_Exercise description:_
Can you write out the rows again, starting at the line containing "Mark every instance of the snow-covered" and ending at the last row, keeping each line's wording but offsetting every coordinate in the answers by 43?

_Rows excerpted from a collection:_
--- Start ---
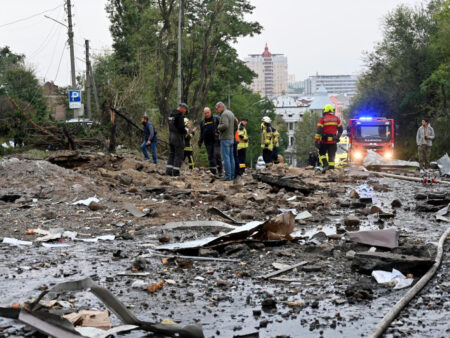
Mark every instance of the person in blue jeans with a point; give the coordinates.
(226, 128)
(150, 139)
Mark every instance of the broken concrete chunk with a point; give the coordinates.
(396, 203)
(247, 214)
(420, 196)
(87, 318)
(94, 206)
(133, 210)
(361, 290)
(125, 179)
(366, 262)
(387, 238)
(351, 221)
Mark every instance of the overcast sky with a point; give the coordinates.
(324, 36)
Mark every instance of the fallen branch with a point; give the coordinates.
(405, 178)
(393, 313)
(279, 272)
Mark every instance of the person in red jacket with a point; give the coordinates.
(329, 130)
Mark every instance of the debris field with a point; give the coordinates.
(287, 252)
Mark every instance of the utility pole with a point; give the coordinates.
(88, 81)
(179, 50)
(229, 95)
(94, 89)
(72, 53)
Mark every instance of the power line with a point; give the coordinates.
(62, 54)
(29, 17)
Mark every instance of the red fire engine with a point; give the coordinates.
(374, 133)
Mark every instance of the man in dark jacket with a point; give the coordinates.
(209, 135)
(150, 139)
(177, 130)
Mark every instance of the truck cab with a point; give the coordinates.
(370, 133)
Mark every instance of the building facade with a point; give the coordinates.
(291, 109)
(272, 73)
(334, 84)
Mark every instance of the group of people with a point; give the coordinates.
(226, 141)
(224, 137)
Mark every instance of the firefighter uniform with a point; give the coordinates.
(276, 144)
(210, 136)
(176, 141)
(188, 151)
(242, 146)
(267, 141)
(329, 130)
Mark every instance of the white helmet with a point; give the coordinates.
(266, 119)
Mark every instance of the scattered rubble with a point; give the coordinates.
(240, 260)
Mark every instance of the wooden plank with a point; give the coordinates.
(279, 272)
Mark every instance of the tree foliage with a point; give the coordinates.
(304, 136)
(145, 32)
(20, 82)
(408, 74)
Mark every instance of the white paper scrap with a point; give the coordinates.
(14, 241)
(87, 201)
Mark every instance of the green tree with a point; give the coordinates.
(147, 30)
(304, 133)
(20, 82)
(281, 126)
(407, 75)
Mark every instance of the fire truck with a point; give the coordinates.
(370, 133)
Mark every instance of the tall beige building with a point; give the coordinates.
(272, 73)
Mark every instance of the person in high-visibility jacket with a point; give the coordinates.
(188, 151)
(276, 145)
(329, 131)
(242, 145)
(267, 140)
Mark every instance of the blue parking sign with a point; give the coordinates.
(74, 99)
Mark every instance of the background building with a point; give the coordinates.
(334, 84)
(272, 73)
(55, 101)
(291, 109)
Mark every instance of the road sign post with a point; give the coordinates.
(74, 99)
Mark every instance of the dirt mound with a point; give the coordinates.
(42, 179)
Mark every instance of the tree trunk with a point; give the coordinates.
(112, 136)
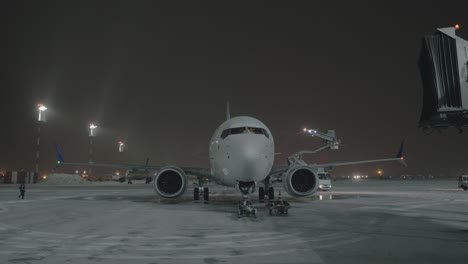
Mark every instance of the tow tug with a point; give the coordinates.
(246, 208)
(278, 207)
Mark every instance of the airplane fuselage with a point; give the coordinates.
(241, 150)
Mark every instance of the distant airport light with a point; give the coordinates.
(41, 109)
(92, 126)
(121, 144)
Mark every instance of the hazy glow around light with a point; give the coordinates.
(41, 107)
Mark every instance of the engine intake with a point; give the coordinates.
(170, 182)
(300, 181)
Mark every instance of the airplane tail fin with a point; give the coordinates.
(59, 155)
(400, 154)
(228, 111)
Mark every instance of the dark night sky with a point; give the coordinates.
(158, 74)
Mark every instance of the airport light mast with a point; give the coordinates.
(121, 146)
(40, 120)
(92, 127)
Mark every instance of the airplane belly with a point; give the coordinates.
(248, 160)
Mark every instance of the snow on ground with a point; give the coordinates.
(63, 179)
(355, 222)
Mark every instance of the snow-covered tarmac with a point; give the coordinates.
(356, 222)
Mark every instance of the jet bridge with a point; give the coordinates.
(444, 71)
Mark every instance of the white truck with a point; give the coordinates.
(324, 180)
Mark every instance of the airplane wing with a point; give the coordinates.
(199, 172)
(399, 157)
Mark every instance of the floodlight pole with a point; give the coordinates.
(41, 108)
(92, 126)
--- End ---
_Response to this exercise:_
Mark every instance of the snow-covered tarmac with a point; give the coordinates.
(399, 265)
Mark every instance of the jet bridge with a point; give the coordinates.
(487, 114)
Mark every instance of the white truck with a point; give the coordinates.
(367, 223)
Mark every instance of the airplane wing with a point; give the coordinates.
(242, 215)
(442, 200)
Mark every instance of the floodlight pole with a point; give the coordinates.
(84, 151)
(135, 169)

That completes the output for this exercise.